Problem A:
From the article on pension presentation, print the passage between "Goldstein, Hershfield & Benartzi predicted" and "the straight line).", inclusive.
Problem B:
In the article on pension presentation, how many US employees took part in the research by Goda, Manchester & Sojourner (2013)?
Problem C:
According to the article on pension presentation, why does a £50,000 pension seem less satisfactory when shown as monthly payments than as a lump sum?

Document extract:
────────────────────────────────────────

If you have ever shared the delight, and not a little frustration, of feeding a small child their dinner, you will know that how the meal is presented influences how much is consumed. Such is the art of presenting the food – as a happy face or, my favourite, the fish finger train replete with cherry tomato wheels – that there are books and websites dedicated to it.
Even for adults, the way choice and information are presented can have a significant influence on the financial decisions we make. Behavioural economics, the study of how humans operate and make decisions based on psychological, cognitive and emotional factors, presents interesting and deep-rooted lessons for us as we make sense of the brave new world in pensions paved by George Osborne in March’s Budget.
As of April 2015, people at retirement will have the freedom and flexibility to take all the money accumulated in their pension and do with it as they wish – once the tax has been paid, of course. Heralded as financial liberation, many commentators have jumped to praise the idea and suggested that, as a consequence of these freedoms, we will all save more for the future. But the opposite outcome is in fact more likely: that by focusing on large lump sums of money for retirement, we will feel less inclined to save.
Lessons learned in behavioural economics illustrate how our hard-earned pensions are presented back to us (“choice architecture”, in academic parlance) matters a great deal when it comes to our saving behaviour. Research from Goldstein, Hershfield & Benartzi (2014) sought to assess how middle-aged people would assess the adequacy of retirement savings when expressed in two different ways: as a lump sum and as equivalent regular monthly payments, having first worked out life expectancies.
Goldstein, Hershfield & Benartzi predicted that the perceived adequacy of a pension would vary depending on how it was presented. They anticipated that savers at lower levels of accumulated funds would be more sensitive to changes in monthly sums (illustrated by the dotted line in Figure 1) than to changes in lump sums (illustrated by the straight line).
So whereas a £50,000 lump sum appears a satisfying amount for someone retiring, the same amount expressed in monthly annuity-style payments spread over an expected lifetime in retirement appears less satisfactory.
This is because monthly payments can be more easily considered alongside our usual monthly outgoings such as utility bills and rent or mortgage payments. As such, it is easier to judge the adequacy (or inadequacy) of the £250 or so a month that a £50,000 pot will give. A person may reasonably judge their £250 a month is not sufficient when they know their mortgage payments alone total £400.
Figure 2 shows the outcome of the research from Goldstein, Hershfield & Benartzi. It illustrates that at lower levels of wealth, people are more concerned about their pension wealth when it is expressed as an annuity – that is, regular monthly income payments – than when presented as a lump sum. As such, they view it as less adequate.
Interestingly, there is a tipping point when pension pots expressed as monthly amounts are viewed as having greater adequacy than their lump sum equivalent. In this study, the figure is around the £200,000 mark – which seems roughly the amount at which most people’s living costs are met when expressed as monthly amounts.
As a consequence of people appraising their pension pots as less adequate when presented in regular monthly amounts, they become inclined to save more. Research by Goda, Manchester & Sojourner (2013) with 17,000 US employees found people presented with projected monthly incomes increased their saving rates more than those who saw projected total accumulations. Therefore, the benefits of increased saving are greater when pensions are presented as monthly amounts.

────────────────────────────────────────

Supplied information:
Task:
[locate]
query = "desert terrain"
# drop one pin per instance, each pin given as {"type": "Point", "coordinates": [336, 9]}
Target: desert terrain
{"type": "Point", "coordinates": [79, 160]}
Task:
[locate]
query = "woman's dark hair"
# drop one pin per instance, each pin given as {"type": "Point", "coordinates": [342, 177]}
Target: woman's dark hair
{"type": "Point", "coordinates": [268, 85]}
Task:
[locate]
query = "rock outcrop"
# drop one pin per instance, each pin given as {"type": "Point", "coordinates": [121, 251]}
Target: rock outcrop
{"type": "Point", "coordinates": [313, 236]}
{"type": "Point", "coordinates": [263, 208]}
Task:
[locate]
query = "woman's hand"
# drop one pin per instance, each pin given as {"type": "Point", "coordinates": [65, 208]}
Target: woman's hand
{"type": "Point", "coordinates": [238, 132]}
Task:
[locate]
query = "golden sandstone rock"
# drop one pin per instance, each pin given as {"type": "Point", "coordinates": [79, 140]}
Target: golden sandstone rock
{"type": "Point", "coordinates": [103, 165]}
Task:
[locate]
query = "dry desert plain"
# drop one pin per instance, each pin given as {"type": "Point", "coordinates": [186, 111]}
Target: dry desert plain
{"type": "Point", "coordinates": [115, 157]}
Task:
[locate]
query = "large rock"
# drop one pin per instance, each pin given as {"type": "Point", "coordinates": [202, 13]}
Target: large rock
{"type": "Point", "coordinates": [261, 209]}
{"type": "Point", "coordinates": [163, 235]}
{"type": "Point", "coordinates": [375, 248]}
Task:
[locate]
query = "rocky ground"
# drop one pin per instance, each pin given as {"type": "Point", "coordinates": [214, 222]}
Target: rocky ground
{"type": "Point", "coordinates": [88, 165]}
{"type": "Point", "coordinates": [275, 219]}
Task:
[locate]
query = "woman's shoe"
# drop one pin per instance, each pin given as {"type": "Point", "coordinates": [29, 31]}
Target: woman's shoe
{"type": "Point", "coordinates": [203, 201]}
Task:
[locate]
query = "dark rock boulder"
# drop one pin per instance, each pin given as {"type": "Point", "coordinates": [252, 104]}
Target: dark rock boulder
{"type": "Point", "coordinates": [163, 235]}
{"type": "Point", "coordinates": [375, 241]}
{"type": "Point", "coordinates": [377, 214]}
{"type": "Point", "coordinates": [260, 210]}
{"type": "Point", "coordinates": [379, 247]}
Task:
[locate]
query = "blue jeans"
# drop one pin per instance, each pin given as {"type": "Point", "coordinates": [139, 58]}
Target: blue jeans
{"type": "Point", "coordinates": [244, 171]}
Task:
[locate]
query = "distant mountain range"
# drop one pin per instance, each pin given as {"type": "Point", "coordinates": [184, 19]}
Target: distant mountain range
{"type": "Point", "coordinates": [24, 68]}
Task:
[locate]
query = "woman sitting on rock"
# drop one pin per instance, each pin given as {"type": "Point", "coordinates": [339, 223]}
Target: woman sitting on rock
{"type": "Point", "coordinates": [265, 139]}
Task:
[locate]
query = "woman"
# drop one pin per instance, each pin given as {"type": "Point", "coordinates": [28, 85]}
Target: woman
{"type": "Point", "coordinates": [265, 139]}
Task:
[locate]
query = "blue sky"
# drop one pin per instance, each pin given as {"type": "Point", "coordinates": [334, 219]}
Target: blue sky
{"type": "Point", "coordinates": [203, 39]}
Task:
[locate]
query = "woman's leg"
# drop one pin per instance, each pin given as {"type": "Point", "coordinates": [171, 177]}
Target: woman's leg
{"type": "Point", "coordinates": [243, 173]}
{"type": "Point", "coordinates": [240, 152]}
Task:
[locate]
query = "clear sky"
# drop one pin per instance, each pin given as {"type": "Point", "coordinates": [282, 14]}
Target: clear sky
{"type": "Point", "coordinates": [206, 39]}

────────────────────────────────────────

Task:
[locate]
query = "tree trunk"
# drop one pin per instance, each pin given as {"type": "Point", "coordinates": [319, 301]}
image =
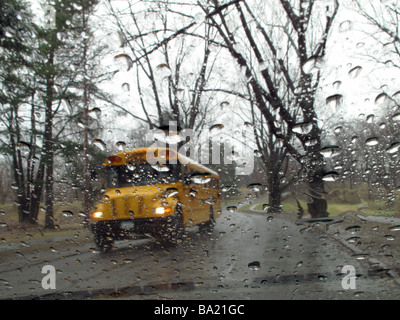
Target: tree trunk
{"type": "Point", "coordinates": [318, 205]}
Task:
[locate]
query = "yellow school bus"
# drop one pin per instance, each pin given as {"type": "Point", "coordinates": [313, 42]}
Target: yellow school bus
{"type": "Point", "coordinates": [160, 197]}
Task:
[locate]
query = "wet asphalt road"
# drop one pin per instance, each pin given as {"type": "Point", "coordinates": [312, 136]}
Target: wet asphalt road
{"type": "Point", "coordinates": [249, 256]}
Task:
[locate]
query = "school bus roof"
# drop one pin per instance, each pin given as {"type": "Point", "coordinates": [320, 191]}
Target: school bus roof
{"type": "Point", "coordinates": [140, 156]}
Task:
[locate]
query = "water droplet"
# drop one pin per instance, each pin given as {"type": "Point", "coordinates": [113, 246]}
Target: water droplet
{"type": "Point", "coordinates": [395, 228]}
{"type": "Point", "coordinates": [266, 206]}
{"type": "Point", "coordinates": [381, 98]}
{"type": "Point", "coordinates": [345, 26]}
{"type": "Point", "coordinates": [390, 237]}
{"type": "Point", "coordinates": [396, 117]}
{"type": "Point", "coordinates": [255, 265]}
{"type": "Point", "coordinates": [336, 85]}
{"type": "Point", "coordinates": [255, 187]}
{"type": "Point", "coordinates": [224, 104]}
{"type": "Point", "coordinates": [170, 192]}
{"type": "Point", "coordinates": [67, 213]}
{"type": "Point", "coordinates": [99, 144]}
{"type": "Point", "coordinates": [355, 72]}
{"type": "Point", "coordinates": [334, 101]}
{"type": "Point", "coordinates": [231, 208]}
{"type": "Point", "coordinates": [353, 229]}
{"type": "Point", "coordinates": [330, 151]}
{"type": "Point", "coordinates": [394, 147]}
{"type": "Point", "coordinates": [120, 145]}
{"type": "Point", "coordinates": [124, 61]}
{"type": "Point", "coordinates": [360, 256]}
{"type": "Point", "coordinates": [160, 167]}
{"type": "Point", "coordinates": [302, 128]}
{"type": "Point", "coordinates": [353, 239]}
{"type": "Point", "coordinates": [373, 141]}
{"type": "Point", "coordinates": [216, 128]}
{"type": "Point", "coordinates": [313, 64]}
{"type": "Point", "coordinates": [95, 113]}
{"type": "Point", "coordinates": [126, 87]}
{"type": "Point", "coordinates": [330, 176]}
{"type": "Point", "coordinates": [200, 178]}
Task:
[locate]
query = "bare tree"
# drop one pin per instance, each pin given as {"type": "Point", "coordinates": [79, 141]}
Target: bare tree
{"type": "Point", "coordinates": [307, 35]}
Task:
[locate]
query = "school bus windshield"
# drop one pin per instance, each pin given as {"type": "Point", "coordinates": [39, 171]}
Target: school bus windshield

────────────────────────────────────────

Full response A:
Goldstein, Hershfield & Benartzi predicted that the perceived adequacy of a pension would vary depending on how it was presented. They anticipated that savers at lower levels of accumulated funds would be more sensitive to changes in monthly sums (illustrated by the dotted line in Figure 1) than to changes in lump sums (illustrated by the straight line).

Full response B:
17,000 US employees.

Full response C:
Monthly payments are easier to weigh against usual monthly outgoings such as utility bills and rent or mortgage payments. This makes it easier to judge whether the £250 or so a month from a £50,000 pot is enough.